Work required: Rewrite the listing below as a JSON list of strings, one string per line, with blank lines and pictures left out.

Collected data:
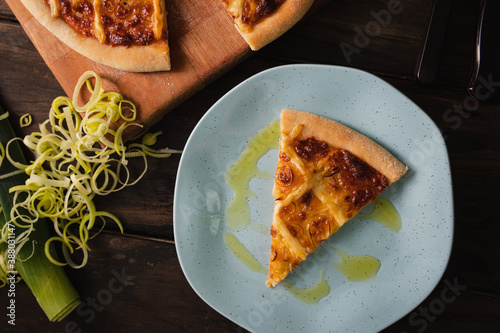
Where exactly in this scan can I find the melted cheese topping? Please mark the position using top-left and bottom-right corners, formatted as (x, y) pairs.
(267, 125), (389, 286)
(43, 0), (167, 46)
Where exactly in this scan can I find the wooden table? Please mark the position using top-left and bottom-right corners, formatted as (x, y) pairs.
(0, 0), (500, 332)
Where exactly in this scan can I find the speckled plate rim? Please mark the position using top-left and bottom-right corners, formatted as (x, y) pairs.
(173, 65), (454, 332)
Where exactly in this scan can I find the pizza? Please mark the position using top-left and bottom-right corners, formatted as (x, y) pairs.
(266, 110), (407, 286)
(222, 0), (314, 50)
(21, 0), (170, 72)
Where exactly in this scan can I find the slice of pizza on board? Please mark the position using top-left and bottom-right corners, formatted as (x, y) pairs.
(222, 0), (314, 51)
(21, 0), (170, 72)
(266, 110), (407, 286)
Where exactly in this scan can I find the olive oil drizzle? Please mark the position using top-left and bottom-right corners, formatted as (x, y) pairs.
(224, 121), (402, 305)
(282, 268), (330, 305)
(359, 197), (402, 232)
(224, 232), (267, 274)
(333, 248), (381, 282)
(226, 120), (280, 231)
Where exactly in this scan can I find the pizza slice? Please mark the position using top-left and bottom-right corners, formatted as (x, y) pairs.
(21, 0), (170, 72)
(266, 110), (407, 286)
(222, 0), (314, 50)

Exercise result:
[
  "Where exactly in this scan can I find the melted cheese topping? Please mark the position using top-left and bottom-right corners, formatted as (x, y) pairs.",
  "(267, 125), (389, 286)",
  "(43, 0), (167, 46)",
  "Where exactly in this scan can I find the wooden table? Please mark the position using top-left and bottom-right corners, formatted as (x, y) pairs.",
  "(0, 0), (500, 332)",
  "Where exactly in this scan can I find the speckled plate rim? Please mark the position using top-left and bottom-right corners, formatted as (x, y) pairs.",
  "(173, 65), (454, 332)",
  "Where exactly in this scan can I find the pizza? Please mark the position using top-left and bottom-right corners, formatted as (x, y) pairs.",
  "(266, 110), (407, 286)",
  "(222, 0), (314, 50)",
  "(21, 0), (170, 72)",
  "Where exactly in this scan can I find the slice of pizza on board? Please mark the position using top-left and bottom-right corners, formatted as (x, y) pairs.",
  "(222, 0), (314, 51)",
  "(21, 0), (170, 72)",
  "(266, 110), (407, 286)",
  "Where exactly in this scan can I find the olive oil drizzle? Please mark the position using top-left and bottom-right corners, formatted as (x, y) pairs.",
  "(224, 121), (402, 305)",
  "(282, 268), (330, 305)",
  "(359, 197), (402, 232)",
  "(224, 232), (267, 274)",
  "(333, 248), (381, 282)",
  "(226, 120), (280, 231)",
  "Where exactly in this scan can I find the pizza slice? Please mark the position using top-left and bottom-right corners, formatted as (x, y) pairs.",
  "(21, 0), (170, 72)",
  "(266, 110), (407, 286)",
  "(222, 0), (314, 50)"
]